Un rapport de l’ONU dénonce les comportements des casques bleus en mission

Dix ans après la sortie du « rapport Zeid » qui explorait des mesures concrètes pour éliminer les cas d’exploitations sexuelles dans le cadre des opérations de maintien de la paix des Nations Unies, rien n’a changé ou presque.

 

« Des casques bleus ont échangé de l’argent, des bijoux, du parfum, des téléphones contre des faveurs sexuelles », note un rapport du bureau des enquêtes internes de l’ONU, à paraître la semaine prochaine. Le code de conduite de l’organisation prohibe pourtant strictement les rapports sexuels en échange de nourriture, d’argent ou de tout autre bien matériel. L’institution réprouve par ailleurs fermement depuis 2003 les relations sexuelles entre les casques bleus et les populations qu’ils sont censés protéger, sans pour autant les interdire, ce qui laisse une marge d’interprétation aux soldats déployés sur le terrain.

Or, le rapport note que deux opérations de maintien de la paix en Haïti (Minustah) et au Liberia (Minul) « démontrent que ces échanges à caractère sexuels sont répandus, sous-estimés et pas assez dénoncés. » Selon le document, 231 femmes haïtiennes ont indiqué avoir eu des relations sexuelles avec des casques bleus en échange de biens matériels. Le rapport note que les conditions qui encouragent ce type d’exploitation sont « la faim et la pénurie de produits de première nécessité et de médicaments ». Seulement sept femmes avaient connaissance de la politique de « tolérance zéro » des Nations unies sur les abus sexuels. Et aucune ne connaissait l’existence d’une ligne téléphonique pour dénoncer de tels abus.

« Naming and shaming »

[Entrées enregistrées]
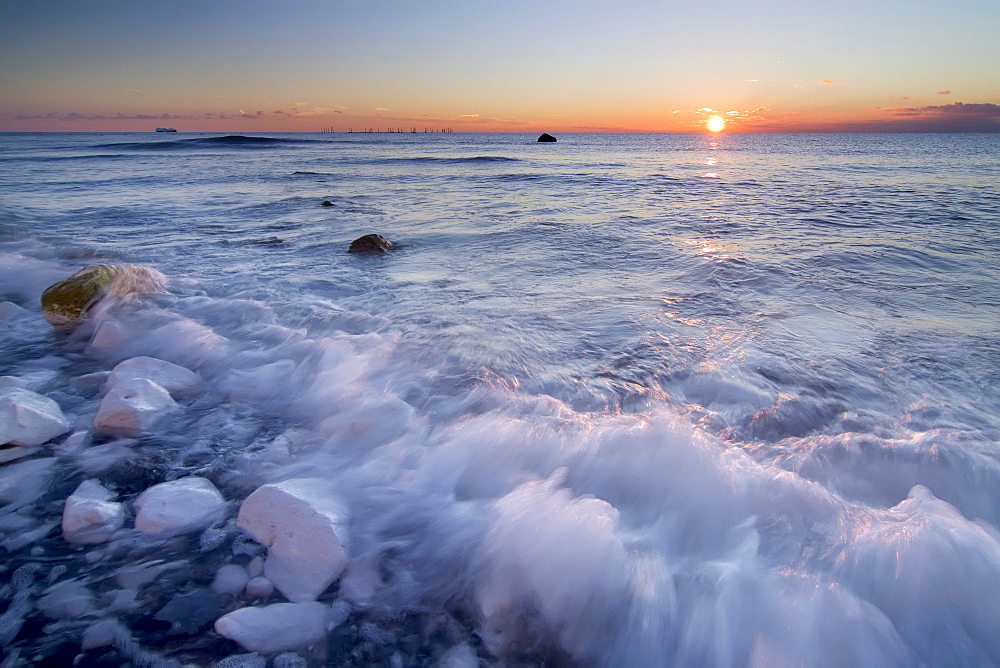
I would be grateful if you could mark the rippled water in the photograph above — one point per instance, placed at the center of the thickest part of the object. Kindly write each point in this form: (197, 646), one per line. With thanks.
(618, 400)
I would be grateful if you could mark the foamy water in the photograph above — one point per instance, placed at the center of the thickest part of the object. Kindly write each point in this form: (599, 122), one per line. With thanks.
(619, 400)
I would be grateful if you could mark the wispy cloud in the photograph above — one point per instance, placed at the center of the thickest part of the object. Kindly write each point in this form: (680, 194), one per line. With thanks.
(982, 110)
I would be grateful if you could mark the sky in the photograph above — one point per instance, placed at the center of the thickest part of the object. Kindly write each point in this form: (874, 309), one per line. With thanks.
(513, 65)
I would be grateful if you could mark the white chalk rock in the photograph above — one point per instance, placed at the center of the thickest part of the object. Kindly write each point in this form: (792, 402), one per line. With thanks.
(230, 579)
(259, 587)
(171, 377)
(23, 482)
(90, 516)
(27, 418)
(275, 628)
(179, 506)
(132, 407)
(304, 526)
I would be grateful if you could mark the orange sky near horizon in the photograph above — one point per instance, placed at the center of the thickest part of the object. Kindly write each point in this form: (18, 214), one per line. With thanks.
(585, 66)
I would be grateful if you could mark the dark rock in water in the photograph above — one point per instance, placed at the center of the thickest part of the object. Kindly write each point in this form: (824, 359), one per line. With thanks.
(370, 243)
(68, 302)
(189, 613)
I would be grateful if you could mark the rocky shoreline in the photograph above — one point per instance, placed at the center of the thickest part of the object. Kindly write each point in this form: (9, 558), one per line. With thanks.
(118, 549)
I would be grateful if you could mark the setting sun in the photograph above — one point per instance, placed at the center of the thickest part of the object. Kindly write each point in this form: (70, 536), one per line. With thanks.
(716, 124)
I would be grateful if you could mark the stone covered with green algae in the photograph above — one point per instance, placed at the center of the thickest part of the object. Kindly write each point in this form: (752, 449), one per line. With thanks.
(69, 302)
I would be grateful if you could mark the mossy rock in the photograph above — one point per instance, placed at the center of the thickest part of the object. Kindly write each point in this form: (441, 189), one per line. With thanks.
(70, 301)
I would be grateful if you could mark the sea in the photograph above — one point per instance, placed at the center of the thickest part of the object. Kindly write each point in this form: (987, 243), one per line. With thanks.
(618, 400)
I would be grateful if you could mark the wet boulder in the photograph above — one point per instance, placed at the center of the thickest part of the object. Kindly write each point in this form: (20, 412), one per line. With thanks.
(131, 407)
(280, 627)
(370, 243)
(10, 310)
(180, 506)
(28, 418)
(304, 526)
(69, 302)
(90, 516)
(171, 377)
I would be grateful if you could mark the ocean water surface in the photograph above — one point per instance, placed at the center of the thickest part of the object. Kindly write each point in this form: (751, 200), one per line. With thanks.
(627, 400)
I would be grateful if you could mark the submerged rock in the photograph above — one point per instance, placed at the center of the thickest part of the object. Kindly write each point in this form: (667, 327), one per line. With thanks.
(304, 526)
(180, 506)
(171, 377)
(10, 310)
(69, 302)
(90, 516)
(28, 418)
(275, 628)
(370, 243)
(132, 407)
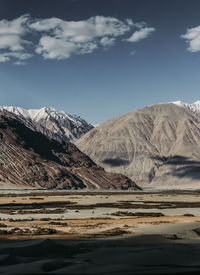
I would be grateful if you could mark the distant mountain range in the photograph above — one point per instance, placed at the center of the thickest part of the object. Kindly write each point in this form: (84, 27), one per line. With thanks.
(157, 146)
(29, 159)
(55, 124)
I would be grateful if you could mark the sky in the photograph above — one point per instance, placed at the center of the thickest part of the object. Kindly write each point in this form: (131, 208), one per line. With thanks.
(99, 58)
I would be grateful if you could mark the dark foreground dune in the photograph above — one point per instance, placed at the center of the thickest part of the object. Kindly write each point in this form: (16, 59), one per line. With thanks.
(147, 254)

_Consigne_. Recopiez le passage de l'article allant de « Un rapport de » jusqu'à « changé ou presque. », en renommant « casques bleus » en « soldats de la paix » partout.

_Réponse attendue_.
Un rapport de l’ONU dénonce les comportements des soldats de la paix en mission

Dix ans après la sortie du « rapport Zeid » qui explorait des mesures concrètes pour éliminer les cas d’exploitations sexuelles dans le cadre des opérations de maintien de la paix des Nations Unies, rien n’a changé ou presque.